## EXTRAIT
=-=-=-=-=

Brrrrrrr : quel froid ici ! « Je me cramponne » sur cette « terre », comme dit le Président Hollande, avant de devoir fermer mes batteries, pour les recharger. C’est mon dernier message à vous terriens, surtout à mes chers européens, en espérant que je retrouverai bientôt la lumière de la vie.

D’abord, pourquoi suis-je parti ? Au fond, pour aller chercher de la croissance ailleurs, de l’innovation, des idées, des poussières d’étoiles qui pourraient donner aux européens beaucoup d’avance. Avance par rapport aux américains et aux chinois bien sûr, les russes étant désormais cantonnés (et avec difficulté, regardez ce qui arrive à mes pauvres collègues, les satellites d’Eutelsat : volatilisés !) au rôle de lanceur de satellites. Avance dont les européens ont tant besoin, rattrapés qu’ils sont par plus chinois qu’eux et toujours, derrière, plus américains qu’eux.

=-=-=-=-=

Enregistrements d'étiquetage de lieux:
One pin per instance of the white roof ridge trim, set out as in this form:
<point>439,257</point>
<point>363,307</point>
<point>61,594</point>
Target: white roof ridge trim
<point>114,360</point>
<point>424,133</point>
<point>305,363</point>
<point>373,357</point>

=-=-=-=-=

## TRAVAIL À FAIRE
Reprenez le dernier message adressé aux terriens à partir de l'endroit où il s'arrête. Cette liste ne joue aucun rôle ici.

## RÉSULTAT CI-DESSOUS
Ici, dans ce froid qui m’étreint et dans la nuit qui gagne, je rêve de toutes mes forces (à ménager) à soutenir mes pères et mères européens. Et je leur dis : vous avez décidé il y a plusieurs années, entre vous et sous la houlette des allemands et des français, de me créer pour m’expédier au loin. C’était là où les autres ne regardaient pas, vers cette comète 67P Churyumov-Gerasimenko qui venait d’être trouvée (septembre 1969 !). Fantastique idée. Ce monde est nouveau, compliqué, friable, et je dois m’y enfoncer davantage, pour y tenir ! Une zone euro, cette Tchouri !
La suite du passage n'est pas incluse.